[Stored data]
-*-

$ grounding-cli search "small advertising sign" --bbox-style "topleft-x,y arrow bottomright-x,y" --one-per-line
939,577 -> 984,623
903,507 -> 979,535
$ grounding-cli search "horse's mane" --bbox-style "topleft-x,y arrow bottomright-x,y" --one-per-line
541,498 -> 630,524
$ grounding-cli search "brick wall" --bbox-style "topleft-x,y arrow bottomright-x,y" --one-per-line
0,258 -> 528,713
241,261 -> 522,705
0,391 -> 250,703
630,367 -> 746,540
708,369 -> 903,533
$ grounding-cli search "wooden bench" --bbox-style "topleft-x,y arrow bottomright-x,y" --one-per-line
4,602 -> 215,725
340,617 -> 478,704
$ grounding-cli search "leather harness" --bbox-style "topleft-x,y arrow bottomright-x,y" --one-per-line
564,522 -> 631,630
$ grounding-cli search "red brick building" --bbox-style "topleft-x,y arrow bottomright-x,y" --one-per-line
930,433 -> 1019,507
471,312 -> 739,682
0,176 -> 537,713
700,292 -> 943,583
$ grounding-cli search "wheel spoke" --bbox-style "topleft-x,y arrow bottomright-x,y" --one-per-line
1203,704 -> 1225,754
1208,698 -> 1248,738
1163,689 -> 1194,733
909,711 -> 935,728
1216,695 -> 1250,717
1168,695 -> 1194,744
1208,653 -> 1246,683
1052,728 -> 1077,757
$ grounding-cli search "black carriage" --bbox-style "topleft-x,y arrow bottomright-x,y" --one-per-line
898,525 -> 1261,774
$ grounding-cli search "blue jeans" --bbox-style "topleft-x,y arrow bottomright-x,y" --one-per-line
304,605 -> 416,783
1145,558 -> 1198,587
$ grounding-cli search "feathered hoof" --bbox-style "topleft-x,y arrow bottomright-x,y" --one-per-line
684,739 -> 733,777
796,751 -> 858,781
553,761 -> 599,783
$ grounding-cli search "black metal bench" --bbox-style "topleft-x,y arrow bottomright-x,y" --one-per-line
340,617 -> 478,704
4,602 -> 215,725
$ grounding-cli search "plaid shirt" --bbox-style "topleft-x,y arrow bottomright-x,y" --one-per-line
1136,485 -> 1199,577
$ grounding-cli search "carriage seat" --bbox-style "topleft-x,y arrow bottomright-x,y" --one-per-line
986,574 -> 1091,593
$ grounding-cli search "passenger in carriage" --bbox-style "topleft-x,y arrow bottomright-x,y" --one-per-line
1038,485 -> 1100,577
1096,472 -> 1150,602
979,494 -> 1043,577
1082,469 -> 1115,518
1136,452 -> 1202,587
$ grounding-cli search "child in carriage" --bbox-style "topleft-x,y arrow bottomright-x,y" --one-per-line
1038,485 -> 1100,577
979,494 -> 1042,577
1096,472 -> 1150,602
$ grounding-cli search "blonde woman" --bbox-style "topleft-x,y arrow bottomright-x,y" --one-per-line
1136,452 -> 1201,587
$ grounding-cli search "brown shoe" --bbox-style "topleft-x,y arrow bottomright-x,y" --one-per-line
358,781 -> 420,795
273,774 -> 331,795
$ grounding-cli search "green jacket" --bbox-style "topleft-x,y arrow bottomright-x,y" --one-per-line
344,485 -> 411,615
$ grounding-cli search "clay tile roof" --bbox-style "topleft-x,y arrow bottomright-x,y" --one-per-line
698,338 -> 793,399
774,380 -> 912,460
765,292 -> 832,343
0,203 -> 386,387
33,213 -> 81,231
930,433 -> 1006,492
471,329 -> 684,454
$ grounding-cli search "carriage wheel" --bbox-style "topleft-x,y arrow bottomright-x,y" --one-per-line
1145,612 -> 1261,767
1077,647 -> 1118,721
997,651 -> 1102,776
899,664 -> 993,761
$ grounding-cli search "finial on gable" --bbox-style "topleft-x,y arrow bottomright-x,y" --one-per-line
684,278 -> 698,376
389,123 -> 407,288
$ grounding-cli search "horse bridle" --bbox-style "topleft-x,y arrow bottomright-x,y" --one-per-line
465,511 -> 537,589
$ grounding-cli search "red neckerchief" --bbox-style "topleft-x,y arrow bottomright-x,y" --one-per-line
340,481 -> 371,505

-*-

● Problem details
From the listing above, pull out every line that contains the string "wheel" and copy each one unchanged.

● Task response
$ grounding-cli search "wheel spoke" --bbox-style "topleft-x,y arrow bottomright-x,y" --one-per-line
$ grounding-cli search "carriage wheel" --bbox-style "topleft-x,y arrow bottomright-x,y" --one-per-line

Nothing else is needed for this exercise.